**SELECTED PASSAGE**
The term ‘animal welfare’ can mean different things to different people.
Animal welfare, as a term, covers a range of states that an animal can find itself in. It is generally agreed that animal welfare is a continuum and refers to a state within an individual animal which reflects the sum of its sensations and emotions at a given point in time. Animal welfare can therefore be great, good, satisfactory, poor or extremely poor. An individual animal can have poor welfare in some aspect of its life and great welfare in another aspect of its life.
The wild nature of the animals in our care compels us to provide an environment and experiences that the animal’s biology has evolved to expect and to cope with. We understand that zoos cannot truly replicate the wild but, as far as possible, we can create an environment inspired by nature that provides for the animal's behavioural and physiological needs.
Life in a zoo, like life in the wild, places some restrictions on animals, regardless of how good the facilities and care. Many animals in the wild also have their movements restricted by territorial boundaries, and their ‘freedom’ is radically restricted by the daily battle to survive. Taronga’s wildlife experiences are evolving to maximise choice for animals in our care, for example, through providing complexity in animal spaces, including areas to retreat to, choice to participate in training and conditioning programs and animal led encounters.

**PROBLEMS AND TASKS**
1. Copy the animal welfare text word for word from "Animal welfare, as" up to and including "and physiological needs.".
2. List every level of welfare an animal can have according to the animal welfare text.
3. Resume the animal welfare text after its last sentence, writing a few more sentences in the same manner.

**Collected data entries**
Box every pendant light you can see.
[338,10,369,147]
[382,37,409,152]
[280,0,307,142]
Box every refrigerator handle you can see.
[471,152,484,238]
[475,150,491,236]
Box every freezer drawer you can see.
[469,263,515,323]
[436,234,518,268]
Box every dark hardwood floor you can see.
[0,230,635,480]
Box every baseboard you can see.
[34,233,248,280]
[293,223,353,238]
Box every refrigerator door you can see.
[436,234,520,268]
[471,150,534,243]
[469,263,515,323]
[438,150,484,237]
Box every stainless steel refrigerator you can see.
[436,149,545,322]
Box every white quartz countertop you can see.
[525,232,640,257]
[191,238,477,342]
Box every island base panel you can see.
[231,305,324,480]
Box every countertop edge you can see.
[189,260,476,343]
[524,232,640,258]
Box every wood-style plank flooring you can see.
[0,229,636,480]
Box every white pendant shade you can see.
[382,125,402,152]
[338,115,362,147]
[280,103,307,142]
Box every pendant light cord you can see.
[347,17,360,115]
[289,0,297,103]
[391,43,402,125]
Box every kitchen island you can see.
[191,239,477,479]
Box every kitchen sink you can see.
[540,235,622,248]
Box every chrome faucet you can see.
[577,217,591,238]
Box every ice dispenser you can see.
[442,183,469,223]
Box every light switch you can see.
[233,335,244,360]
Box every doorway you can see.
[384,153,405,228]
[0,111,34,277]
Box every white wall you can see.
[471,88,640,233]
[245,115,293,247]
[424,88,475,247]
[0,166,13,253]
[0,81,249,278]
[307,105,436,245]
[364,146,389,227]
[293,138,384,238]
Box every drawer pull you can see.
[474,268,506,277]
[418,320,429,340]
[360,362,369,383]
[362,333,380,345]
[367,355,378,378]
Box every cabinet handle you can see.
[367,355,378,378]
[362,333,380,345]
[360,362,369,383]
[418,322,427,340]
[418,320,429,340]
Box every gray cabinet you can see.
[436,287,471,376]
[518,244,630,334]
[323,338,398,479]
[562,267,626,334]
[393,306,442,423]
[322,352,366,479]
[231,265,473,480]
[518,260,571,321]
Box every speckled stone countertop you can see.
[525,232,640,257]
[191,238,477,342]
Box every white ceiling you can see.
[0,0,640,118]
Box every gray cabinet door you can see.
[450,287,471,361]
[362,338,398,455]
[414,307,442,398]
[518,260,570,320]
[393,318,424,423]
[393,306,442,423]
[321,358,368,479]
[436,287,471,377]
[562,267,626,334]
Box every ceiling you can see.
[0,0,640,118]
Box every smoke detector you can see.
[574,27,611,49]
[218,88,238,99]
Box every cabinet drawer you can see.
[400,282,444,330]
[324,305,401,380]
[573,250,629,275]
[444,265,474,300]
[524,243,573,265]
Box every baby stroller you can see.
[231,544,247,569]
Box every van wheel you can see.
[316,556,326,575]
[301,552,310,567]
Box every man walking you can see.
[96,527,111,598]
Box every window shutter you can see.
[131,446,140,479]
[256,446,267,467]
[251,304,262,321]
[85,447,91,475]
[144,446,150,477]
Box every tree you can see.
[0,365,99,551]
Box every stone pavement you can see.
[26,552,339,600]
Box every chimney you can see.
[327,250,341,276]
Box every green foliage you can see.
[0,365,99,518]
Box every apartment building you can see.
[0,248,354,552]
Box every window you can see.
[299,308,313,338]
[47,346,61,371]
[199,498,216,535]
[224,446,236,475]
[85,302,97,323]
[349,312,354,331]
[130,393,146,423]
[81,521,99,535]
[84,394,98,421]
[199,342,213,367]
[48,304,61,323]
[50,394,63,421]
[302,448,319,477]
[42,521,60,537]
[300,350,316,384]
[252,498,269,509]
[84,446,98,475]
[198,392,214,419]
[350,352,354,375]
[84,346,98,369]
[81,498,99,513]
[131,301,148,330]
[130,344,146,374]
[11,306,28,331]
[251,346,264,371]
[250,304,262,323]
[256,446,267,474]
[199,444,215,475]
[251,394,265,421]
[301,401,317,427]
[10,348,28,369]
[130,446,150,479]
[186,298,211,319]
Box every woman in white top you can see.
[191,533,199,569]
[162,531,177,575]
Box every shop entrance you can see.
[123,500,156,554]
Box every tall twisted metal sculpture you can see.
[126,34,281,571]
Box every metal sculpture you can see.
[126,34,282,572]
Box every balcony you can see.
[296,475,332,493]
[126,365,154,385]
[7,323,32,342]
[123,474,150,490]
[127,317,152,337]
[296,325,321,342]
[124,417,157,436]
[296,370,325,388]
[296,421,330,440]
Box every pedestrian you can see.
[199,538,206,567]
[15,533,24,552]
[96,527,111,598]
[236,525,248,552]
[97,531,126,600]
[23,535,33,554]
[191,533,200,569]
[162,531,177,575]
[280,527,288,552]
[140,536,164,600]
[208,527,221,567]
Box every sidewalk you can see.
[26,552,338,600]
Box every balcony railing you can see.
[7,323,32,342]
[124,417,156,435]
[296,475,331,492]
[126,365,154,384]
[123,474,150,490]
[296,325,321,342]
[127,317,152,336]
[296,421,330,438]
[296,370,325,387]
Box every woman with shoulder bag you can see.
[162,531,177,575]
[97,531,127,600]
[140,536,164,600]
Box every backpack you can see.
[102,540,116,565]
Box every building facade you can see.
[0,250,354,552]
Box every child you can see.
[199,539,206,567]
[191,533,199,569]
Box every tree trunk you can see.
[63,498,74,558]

**RESPONSES BY ITEM NUMBER**
1.
Animal welfare, as a term, covers a range of states that an animal can find itself in. It is generally agreed that animal welfare is a continuum and refers to a state within an individual animal which reflects the sum of its sensations and emotions at a given point in time. Animal welfare can therefore be great, good, satisfactory, poor or extremely poor. An individual animal can have poor welfare in some aspect of its life and great welfare in another aspect of its life.
The wild nature of the animals in our care compels us to provide an environment and experiences that the animal’s biology has evolved to expect and to cope with. We understand that zoos cannot truly replicate the wild but, as far as possible, we can create an environment inspired by nature that provides for the animal's behavioural and physiological needs.

2. great, good, satisfactory, poor, extremely poor

3.
Taronga promotes positive animal welfare for all animals in our care through a veterinary health care program, diets prepared by our zoo nutritionist, enrichment determined by our behavioural scientists, animal care provided by qualified zoo keepers and carefully designed animal spaces. All these combined ensure that the sum of an animal’s experiences is a positive one. There is great value in the repository of understanding of wild animals that lies within the province of good zoos such as Taronga.
As a leader in animal welfare we provide dignity and respect and the best care for our animals.